Yet until now the letters existed in a format that was neither easily accessible nor organised in any thematic way. Consequently, the ideas have not been given the more widespread attention they deserve. The motivation for this compendium and for the symposium featuring it is to correct an inefficiency in the marketplace of ideas by disseminating the essays to a wider audience.
The central theme uniting Buffett's lucid essays is that the principles of fundamental valuation analysis, first formulated by his teachers Ben Graham and David Dodd, should guide investment practice. Linked to that theme are management principles that define the proper role of the corporate managers as the stewards of invested capital and the proper role of shareholders as the suppliers and owners as capital. Radiating from these main themes are practical and sensible lessons on mergers and acquisitions, accounting and taxation.
Many of Buffett's lessons directly contradict what has been taught in business and law schools during the past 30 years, and what has been practiced on Wall Street and throughout corporate America during that time. Much of that teaching and practice eclipsed what Graham and Dodd had to say; Buffett is their prodigal pupil, stalwartly defending their views. The defenses run from an impassioned refutation of modern finance theory, to convincing demonstrations of the deleterious effects of using stock options to compensate managers, to persuasive arguments about the exaggerated benefits of synergistic acquisitions and cash-flow analysis.
Buffett has applied the traditional principles as Chief Executive Officer of Berkshire Hathaway, a company with roots in a group of textile operations begun in the early 1800s. Buffett took the helm of Berkshire in 1964, when its book value per share was $19.46 and its intrinsic value per share far lower. Today, its book value per share is around $20,000 and its intrinsic value far higher. The growth rate in book value per share during that period is 23.8% compounded annually.

[TASK INSTRUCTIONS]
Write out the stretch of the passage on Buffett's essays from "Buffett has applied" through "23.8% compounded annually.". The entries have no connection to the passage on Buffett's essays.

[DATA PROVIDED]

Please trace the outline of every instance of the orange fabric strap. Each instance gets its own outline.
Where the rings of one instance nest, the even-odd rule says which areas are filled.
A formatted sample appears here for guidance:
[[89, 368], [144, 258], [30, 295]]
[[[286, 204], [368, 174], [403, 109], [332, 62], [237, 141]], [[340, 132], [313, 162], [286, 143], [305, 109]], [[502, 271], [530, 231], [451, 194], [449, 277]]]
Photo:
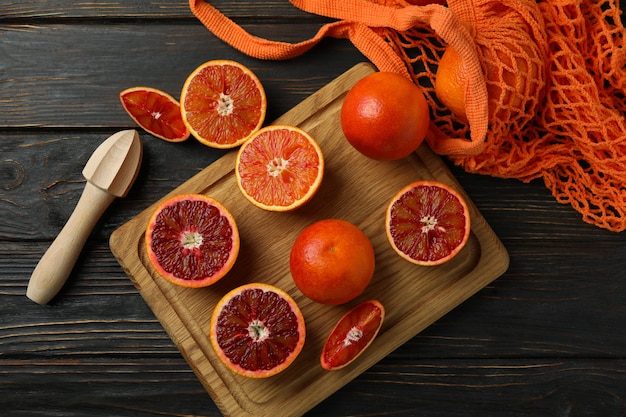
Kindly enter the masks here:
[[[476, 155], [484, 148], [488, 129], [487, 89], [471, 34], [457, 14], [441, 4], [391, 7], [368, 0], [290, 0], [301, 10], [339, 19], [323, 25], [316, 35], [298, 43], [286, 43], [259, 38], [246, 32], [237, 23], [204, 0], [189, 0], [196, 17], [217, 37], [239, 51], [259, 58], [282, 60], [301, 55], [324, 37], [349, 39], [380, 71], [392, 71], [411, 78], [406, 63], [373, 28], [405, 31], [417, 23], [428, 23], [432, 29], [461, 56], [468, 73], [467, 119], [471, 126], [471, 141], [443, 137], [437, 129], [429, 135], [437, 137], [435, 152], [446, 155]], [[426, 3], [426, 2], [423, 2]], [[472, 16], [468, 1], [460, 14]]]

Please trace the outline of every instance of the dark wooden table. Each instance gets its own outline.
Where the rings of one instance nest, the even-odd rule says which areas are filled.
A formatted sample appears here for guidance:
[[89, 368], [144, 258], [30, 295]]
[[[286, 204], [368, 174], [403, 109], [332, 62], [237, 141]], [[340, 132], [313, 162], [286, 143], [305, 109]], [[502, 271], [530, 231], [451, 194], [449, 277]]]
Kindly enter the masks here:
[[[325, 22], [286, 0], [214, 4], [250, 32], [297, 41]], [[71, 214], [102, 140], [134, 125], [122, 89], [178, 96], [209, 59], [238, 60], [267, 89], [273, 120], [364, 60], [325, 40], [286, 62], [244, 56], [187, 2], [0, 3], [0, 415], [219, 416], [108, 239], [222, 155], [141, 133], [144, 164], [48, 306], [25, 296]], [[540, 181], [451, 167], [507, 247], [509, 270], [311, 410], [308, 416], [626, 414], [626, 240], [581, 221]]]

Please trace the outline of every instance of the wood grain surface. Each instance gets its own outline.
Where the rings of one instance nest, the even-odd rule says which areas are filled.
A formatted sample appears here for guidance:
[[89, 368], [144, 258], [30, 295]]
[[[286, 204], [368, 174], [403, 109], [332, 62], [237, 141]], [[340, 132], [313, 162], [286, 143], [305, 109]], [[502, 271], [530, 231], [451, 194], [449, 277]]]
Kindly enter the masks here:
[[[288, 1], [214, 1], [252, 33], [296, 42], [323, 19]], [[213, 37], [186, 1], [0, 2], [0, 414], [222, 415], [109, 249], [113, 231], [224, 155], [141, 132], [144, 165], [53, 302], [30, 274], [76, 205], [81, 170], [133, 85], [177, 96], [208, 59], [252, 68], [273, 120], [364, 60], [329, 39], [259, 61]], [[541, 181], [447, 163], [510, 255], [507, 272], [310, 410], [314, 416], [623, 416], [626, 241]]]
[[[237, 190], [236, 152], [229, 152], [111, 236], [113, 254], [225, 416], [303, 415], [508, 268], [506, 249], [471, 202], [472, 234], [452, 261], [439, 267], [416, 267], [393, 252], [383, 220], [395, 193], [423, 179], [442, 181], [463, 191], [427, 146], [409, 158], [381, 163], [360, 155], [347, 143], [340, 128], [341, 103], [357, 81], [374, 71], [370, 64], [355, 65], [275, 122], [305, 130], [317, 139], [324, 153], [321, 189], [302, 209], [271, 213], [251, 205]], [[159, 277], [144, 252], [144, 233], [156, 207], [172, 195], [187, 193], [202, 193], [223, 202], [237, 220], [243, 242], [233, 270], [218, 284], [201, 290], [169, 284]], [[330, 307], [304, 297], [286, 262], [300, 231], [326, 218], [357, 225], [376, 253], [373, 282], [353, 303], [343, 306]], [[266, 282], [289, 292], [306, 320], [303, 352], [289, 369], [267, 380], [233, 375], [219, 363], [208, 339], [215, 305], [226, 292], [250, 282]], [[385, 306], [380, 333], [350, 367], [324, 371], [319, 355], [334, 323], [350, 307], [367, 299], [377, 299]]]

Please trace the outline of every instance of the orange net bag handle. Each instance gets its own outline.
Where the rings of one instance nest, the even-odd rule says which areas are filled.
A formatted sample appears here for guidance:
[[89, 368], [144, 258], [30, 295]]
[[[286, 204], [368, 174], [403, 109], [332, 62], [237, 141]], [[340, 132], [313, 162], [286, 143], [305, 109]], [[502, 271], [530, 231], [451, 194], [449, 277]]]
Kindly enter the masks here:
[[[339, 20], [322, 26], [310, 39], [287, 43], [246, 32], [204, 0], [189, 0], [189, 5], [194, 15], [213, 34], [247, 55], [259, 59], [289, 59], [308, 51], [324, 37], [343, 38], [349, 39], [380, 71], [396, 72], [409, 79], [411, 76], [406, 63], [373, 28], [405, 31], [417, 23], [429, 24], [437, 35], [457, 50], [465, 65], [468, 74], [465, 91], [467, 119], [471, 128], [470, 140], [448, 138], [431, 123], [429, 144], [442, 155], [476, 155], [482, 152], [488, 129], [487, 87], [472, 36], [449, 8], [428, 0], [423, 0], [422, 5], [407, 4], [405, 7], [391, 7], [368, 0], [290, 2], [306, 12]], [[460, 14], [471, 18], [473, 1], [465, 2], [462, 7]]]

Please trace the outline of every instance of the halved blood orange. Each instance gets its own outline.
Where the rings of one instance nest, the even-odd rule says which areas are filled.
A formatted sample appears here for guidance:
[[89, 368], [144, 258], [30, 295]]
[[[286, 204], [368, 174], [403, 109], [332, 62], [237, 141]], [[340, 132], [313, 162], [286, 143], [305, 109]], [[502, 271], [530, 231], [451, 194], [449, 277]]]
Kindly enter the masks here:
[[217, 303], [211, 315], [211, 345], [224, 365], [250, 378], [266, 378], [296, 359], [306, 336], [296, 302], [273, 285], [237, 287]]
[[438, 181], [416, 181], [389, 203], [387, 239], [404, 259], [418, 265], [440, 265], [465, 246], [470, 214], [463, 197]]
[[151, 265], [182, 287], [214, 284], [239, 254], [235, 219], [220, 202], [202, 194], [181, 194], [161, 203], [145, 237]]
[[385, 308], [377, 300], [358, 304], [339, 319], [322, 349], [322, 368], [334, 371], [358, 358], [378, 334]]
[[168, 142], [189, 138], [189, 129], [180, 114], [178, 101], [152, 87], [131, 87], [120, 93], [126, 113], [146, 132]]
[[305, 204], [318, 190], [324, 156], [304, 130], [271, 125], [241, 145], [235, 175], [252, 204], [269, 211], [289, 211]]
[[183, 121], [201, 143], [234, 148], [265, 120], [267, 99], [261, 81], [246, 66], [213, 60], [196, 68], [180, 95]]

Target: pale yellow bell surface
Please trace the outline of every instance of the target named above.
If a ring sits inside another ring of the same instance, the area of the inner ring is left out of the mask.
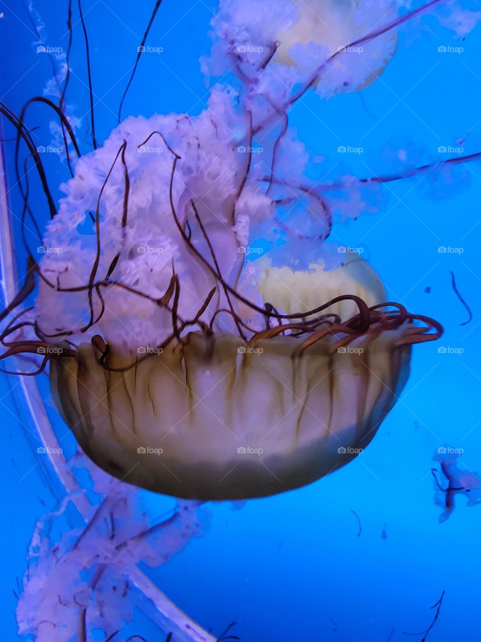
[[[375,270],[349,248],[341,249],[344,264],[330,272],[319,265],[312,265],[308,270],[295,270],[273,267],[270,261],[264,261],[258,283],[263,299],[288,315],[308,312],[342,294],[359,297],[369,307],[384,303],[386,293]],[[348,300],[333,304],[322,313],[337,315],[347,321],[358,311],[356,304]]]
[[[260,291],[285,311],[341,293],[368,304],[384,290],[364,261],[331,272],[266,265]],[[352,307],[353,306],[353,307]],[[332,306],[347,320],[352,302]],[[409,370],[405,324],[356,338],[253,338],[197,331],[126,355],[78,347],[53,362],[54,398],[85,452],[120,479],[197,499],[262,497],[310,483],[360,455]]]
[[[278,36],[279,47],[276,60],[285,65],[294,64],[289,50],[297,44],[313,42],[322,45],[332,56],[339,48],[346,48],[373,29],[379,28],[386,21],[387,15],[387,11],[382,12],[378,19],[373,20],[371,24],[366,22],[366,15],[362,22],[358,21],[355,10],[359,7],[359,0],[294,0],[294,4],[297,8],[298,20]],[[345,91],[358,91],[369,87],[380,76],[396,53],[398,35],[395,31],[379,37],[384,39],[385,44],[381,58],[376,63],[368,64],[364,82]],[[319,60],[319,65],[323,62]]]
[[[241,499],[298,488],[348,464],[370,442],[408,374],[405,328],[330,354],[326,337],[249,345],[193,333],[137,365],[91,345],[52,365],[59,410],[108,473],[156,492]]]

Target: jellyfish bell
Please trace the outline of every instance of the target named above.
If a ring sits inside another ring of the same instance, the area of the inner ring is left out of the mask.
[[[287,309],[346,284],[375,308],[385,298],[362,260],[290,281],[264,269],[263,297]],[[326,306],[326,321],[355,328],[358,300]],[[348,343],[329,325],[309,333],[298,323],[290,334],[273,325],[248,342],[190,332],[140,358],[96,337],[52,363],[52,392],[84,451],[115,476],[189,499],[262,497],[310,483],[367,446],[407,380],[410,329],[400,320],[382,331],[373,318]]]
[[[386,302],[362,257],[333,260],[327,196],[306,186],[308,155],[288,126],[297,74],[263,78],[268,58],[254,82],[235,46],[248,18],[264,32],[260,13],[223,4],[239,9],[225,52],[248,91],[216,85],[195,117],[130,117],[76,160],[29,272],[35,306],[2,332],[0,355],[40,355],[36,372],[49,363],[57,406],[101,468],[203,500],[282,492],[348,463],[395,403],[411,345],[442,331]],[[349,2],[326,6],[352,41]],[[264,130],[280,112],[273,140]],[[268,251],[251,260],[260,238]]]
[[[30,341],[2,337],[3,356],[41,347],[94,462],[187,499],[266,496],[344,465],[395,403],[411,344],[441,331],[386,303],[357,254],[330,263],[324,237],[286,228],[248,260],[275,197],[248,175],[233,202],[246,170],[224,119],[130,118],[83,157],[47,227]]]
[[[324,48],[318,65],[334,56],[334,67],[343,76],[342,91],[359,91],[369,87],[383,73],[398,47],[398,35],[389,31],[375,43],[356,43],[364,36],[389,22],[394,15],[394,3],[380,3],[370,12],[360,10],[359,0],[294,0],[297,17],[291,27],[278,35],[276,60],[285,65],[296,65],[296,48]],[[380,13],[379,13],[380,12]],[[341,53],[344,56],[339,55]],[[350,77],[346,58],[363,57],[359,75]],[[365,57],[364,57],[365,56]],[[330,71],[330,75],[332,72]],[[344,78],[344,76],[346,76]],[[317,83],[317,82],[316,82]]]

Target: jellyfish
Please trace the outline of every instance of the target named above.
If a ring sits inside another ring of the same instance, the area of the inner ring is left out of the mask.
[[[439,516],[441,523],[446,521],[454,510],[455,498],[459,495],[466,498],[468,506],[481,503],[479,473],[458,465],[458,459],[463,452],[462,448],[446,445],[438,448],[433,456],[434,461],[438,462],[431,472],[436,489],[435,502],[443,508]]]
[[[2,358],[40,360],[24,374],[48,365],[65,423],[114,477],[198,501],[309,484],[368,446],[412,346],[442,333],[334,240],[335,186],[310,178],[289,123],[310,89],[366,86],[394,53],[407,19],[397,4],[378,8],[376,26],[371,3],[348,4],[326,10],[341,46],[306,34],[302,3],[223,0],[202,62],[217,80],[198,116],[128,117],[81,155],[54,105],[72,175],[2,315]],[[343,183],[351,218],[368,209],[365,183]]]

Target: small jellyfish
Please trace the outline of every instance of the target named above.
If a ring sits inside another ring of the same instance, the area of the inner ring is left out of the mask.
[[[432,472],[436,489],[435,501],[444,509],[440,522],[446,521],[451,515],[458,495],[466,497],[468,506],[481,503],[481,477],[478,473],[459,468],[457,460],[462,454],[462,449],[446,446],[438,448],[433,456],[435,462],[439,462]]]

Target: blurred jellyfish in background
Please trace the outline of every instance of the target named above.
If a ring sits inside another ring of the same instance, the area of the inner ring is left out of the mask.
[[[439,464],[432,469],[436,492],[434,501],[443,508],[439,521],[446,521],[455,508],[455,498],[464,496],[468,506],[481,503],[481,478],[478,473],[469,470],[458,459],[462,449],[446,446],[438,448],[433,459]]]
[[[221,0],[201,60],[207,108],[123,120],[121,108],[101,143],[92,108],[94,149],[85,153],[66,107],[67,56],[53,100],[34,99],[58,117],[53,134],[71,169],[58,207],[27,108],[17,117],[2,106],[51,216],[38,263],[26,241],[27,277],[2,317],[2,358],[17,360],[8,372],[47,369],[58,410],[103,469],[79,455],[103,498],[80,511],[86,527],[51,537],[71,495],[37,525],[22,634],[110,635],[132,618],[137,564],[165,563],[203,534],[203,501],[310,483],[373,438],[407,381],[411,345],[442,328],[386,301],[369,263],[332,239],[333,225],[378,211],[384,182],[428,169],[449,180],[466,159],[441,169],[398,155],[408,164],[396,174],[323,182],[289,114],[311,89],[328,98],[367,86],[394,55],[398,31],[441,6],[439,17],[458,35],[478,17],[443,0],[412,8]],[[37,220],[26,171],[21,186],[22,220]],[[192,501],[152,525],[124,482]]]

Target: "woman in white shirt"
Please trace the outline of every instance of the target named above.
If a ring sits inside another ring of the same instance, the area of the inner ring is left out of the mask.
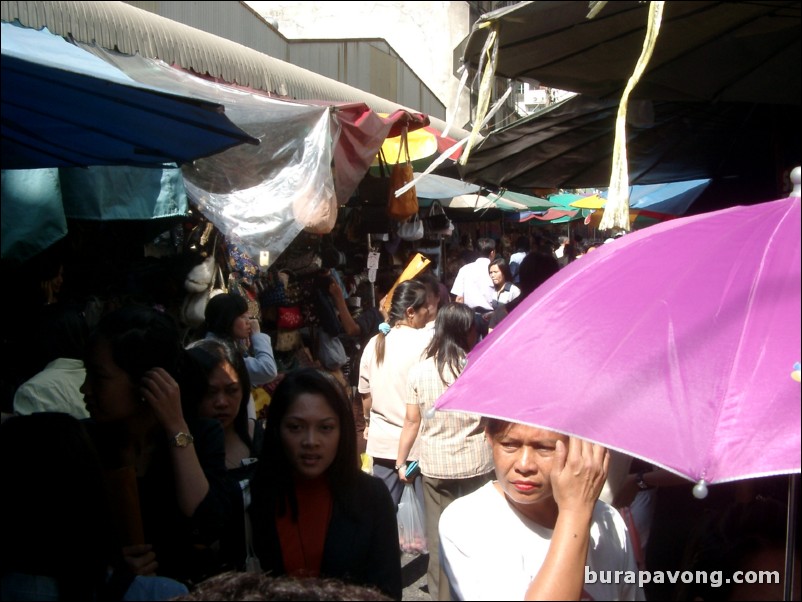
[[[373,474],[384,481],[397,506],[404,490],[395,460],[406,415],[407,375],[420,361],[432,335],[431,330],[423,328],[429,321],[426,286],[416,280],[400,283],[393,291],[388,313],[387,322],[379,326],[379,333],[365,345],[359,364],[358,389],[362,394],[366,451],[373,458]],[[410,461],[418,459],[417,453],[417,447],[413,447]],[[420,487],[416,483],[417,489]]]

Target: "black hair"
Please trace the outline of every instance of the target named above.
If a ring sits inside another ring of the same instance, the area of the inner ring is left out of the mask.
[[[227,362],[234,368],[242,388],[239,411],[234,418],[234,431],[236,431],[243,443],[248,446],[248,449],[253,452],[253,439],[248,429],[248,402],[251,397],[251,378],[248,375],[248,368],[245,366],[245,359],[242,354],[231,343],[220,339],[195,341],[187,347],[187,353],[195,359],[201,372],[205,374],[207,389],[209,377],[217,366]]]
[[[479,257],[490,257],[490,253],[496,250],[496,241],[492,238],[480,238],[476,241],[476,250]]]
[[[434,358],[440,379],[445,384],[449,384],[445,378],[446,369],[454,378],[462,372],[465,355],[470,350],[471,329],[476,329],[474,311],[464,303],[449,303],[437,313],[434,335],[424,357]]]
[[[404,280],[399,283],[393,291],[387,323],[395,326],[397,322],[406,318],[407,309],[412,308],[417,311],[424,307],[427,301],[426,292],[426,285],[417,280]],[[384,362],[385,335],[379,332],[376,336],[379,337],[376,339],[376,363],[381,366]]]
[[[184,416],[197,416],[204,383],[199,366],[181,344],[178,324],[170,315],[145,305],[126,305],[100,319],[87,351],[98,340],[108,342],[111,359],[139,383],[148,370],[163,368],[181,389]]]
[[[248,302],[233,293],[215,295],[206,304],[205,332],[221,339],[233,339],[234,320],[247,313]]]
[[[507,263],[507,260],[503,257],[496,257],[495,259],[490,261],[488,264],[487,269],[490,270],[491,266],[497,265],[498,269],[501,270],[501,273],[504,275],[505,282],[512,282],[512,271],[510,270],[510,265]]]
[[[292,403],[304,393],[323,397],[339,419],[337,455],[326,470],[326,476],[335,503],[339,502],[346,512],[353,508],[351,496],[357,489],[360,468],[351,402],[331,375],[316,368],[299,368],[284,375],[270,400],[264,445],[251,484],[251,513],[255,520],[260,520],[261,516],[261,520],[272,521],[288,509],[293,520],[298,520],[295,475],[281,441],[281,423]]]

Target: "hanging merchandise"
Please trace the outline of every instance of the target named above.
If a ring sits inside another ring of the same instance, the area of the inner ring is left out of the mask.
[[[214,261],[214,256],[210,258]],[[227,292],[223,270],[220,269],[220,266],[217,266],[214,281],[209,283],[206,290],[190,293],[184,297],[180,312],[181,321],[187,326],[197,328],[206,319],[206,304],[209,303],[209,299]]]
[[[442,236],[451,236],[454,232],[454,224],[446,215],[443,205],[440,201],[432,201],[429,207],[429,213],[423,220],[428,234],[440,234]]]
[[[379,150],[376,157],[379,160],[379,175],[374,176],[368,171],[359,183],[358,195],[363,204],[382,206],[389,198],[390,168],[387,167],[383,150]]]
[[[415,177],[409,158],[407,132],[407,128],[404,127],[401,133],[399,161],[393,165],[393,170],[390,172],[390,190],[388,192],[387,214],[399,222],[406,221],[418,212],[418,195],[414,186],[401,195],[396,196],[396,191],[411,182]],[[402,153],[405,159],[403,163],[401,162]]]

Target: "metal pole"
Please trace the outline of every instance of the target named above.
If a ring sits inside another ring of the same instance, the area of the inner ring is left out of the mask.
[[[793,600],[794,591],[794,555],[796,550],[796,525],[799,515],[799,499],[796,495],[799,486],[799,475],[788,475],[788,511],[785,533],[785,579],[783,583],[783,600]]]

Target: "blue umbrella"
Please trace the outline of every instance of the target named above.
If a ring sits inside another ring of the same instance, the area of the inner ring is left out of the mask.
[[[161,166],[256,139],[222,105],[140,84],[46,29],[2,23],[2,167]]]

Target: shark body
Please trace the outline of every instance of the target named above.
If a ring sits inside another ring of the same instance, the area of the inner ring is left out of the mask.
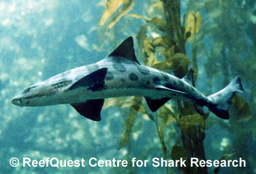
[[[25,89],[11,102],[36,107],[70,104],[81,115],[101,120],[104,99],[126,96],[145,97],[155,112],[171,99],[195,104],[203,114],[207,106],[217,116],[229,118],[228,108],[234,92],[243,92],[239,77],[225,88],[208,97],[193,86],[193,72],[183,78],[139,65],[131,37],[102,60],[52,77]]]

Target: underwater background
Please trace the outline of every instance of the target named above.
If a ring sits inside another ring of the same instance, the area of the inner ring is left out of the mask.
[[[0,1],[0,173],[255,173],[256,4],[253,0]],[[169,101],[156,113],[142,97],[106,100],[102,120],[69,105],[20,108],[11,99],[66,70],[98,61],[132,36],[141,64],[182,78],[195,71],[205,95],[236,76],[237,95],[222,120]],[[91,158],[238,159],[246,167],[92,167]],[[85,167],[10,166],[57,158]]]

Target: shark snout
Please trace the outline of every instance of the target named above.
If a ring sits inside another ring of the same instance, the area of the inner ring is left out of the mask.
[[[20,107],[22,106],[21,100],[20,100],[19,98],[14,97],[13,99],[11,99],[11,103]]]

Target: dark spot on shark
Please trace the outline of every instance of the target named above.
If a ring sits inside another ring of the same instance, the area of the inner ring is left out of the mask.
[[[158,77],[155,77],[153,79],[153,83],[155,84],[160,84],[160,79]]]
[[[172,85],[171,83],[165,83],[164,86],[170,89],[180,91],[180,89],[179,89],[176,86]]]
[[[181,81],[180,81],[180,80],[179,81],[179,84],[180,86],[184,86],[184,82],[181,82]]]
[[[129,78],[133,81],[137,81],[139,77],[134,73],[131,73],[129,74]]]
[[[29,91],[30,91],[31,89],[34,88],[35,88],[35,87],[36,87],[35,86],[31,86],[31,87],[28,87],[28,88],[25,89],[25,90],[23,91],[23,94],[24,94],[24,93],[27,93],[27,92],[29,92]]]
[[[124,73],[126,71],[126,69],[125,67],[122,65],[122,63],[114,63],[113,65],[113,67],[114,69],[118,72]]]
[[[55,84],[52,84],[51,86],[54,87],[55,89],[58,89],[61,87],[63,87],[64,86],[66,86],[68,85],[69,84],[71,83],[72,80],[65,80],[65,81],[61,81]]]
[[[166,74],[163,74],[163,77],[166,80],[168,80],[169,79],[169,77]]]
[[[150,70],[146,67],[141,66],[136,66],[136,67],[137,67],[137,69],[139,71],[139,73],[143,75],[148,75],[150,72]]]
[[[111,73],[110,71],[108,71],[105,79],[107,80],[112,80],[113,79],[114,79],[114,75],[113,75],[112,73]]]
[[[103,83],[99,83],[93,85],[87,89],[87,90],[91,90],[92,91],[101,91],[105,89],[105,86]]]

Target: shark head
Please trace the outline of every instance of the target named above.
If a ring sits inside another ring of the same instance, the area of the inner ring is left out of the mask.
[[[26,88],[15,96],[11,103],[20,107],[54,104],[54,99],[57,99],[58,92],[63,91],[63,86],[68,85],[69,83],[67,81],[57,83],[51,81],[45,80]]]
[[[42,94],[40,94],[40,91],[42,91],[42,86],[36,85],[29,87],[15,96],[11,100],[11,103],[20,107],[33,106],[36,101],[34,99],[42,96]],[[39,89],[40,90],[39,90]]]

[THE COMPLETED TASK]
Buffett has applied the traditional principles as Chief Executive Officer of Berkshire Hathaway, a company with roots in a group of textile operations begun in the early 1800s. Buffett took the helm of Berkshire in 1964, when its book value per share was $19.46 and its intrinsic value per share far lower. Today, its book value per share is around $20,000 and its intrinsic value far higher. The growth rate in book value per share during that period is 23.8% compounded annually.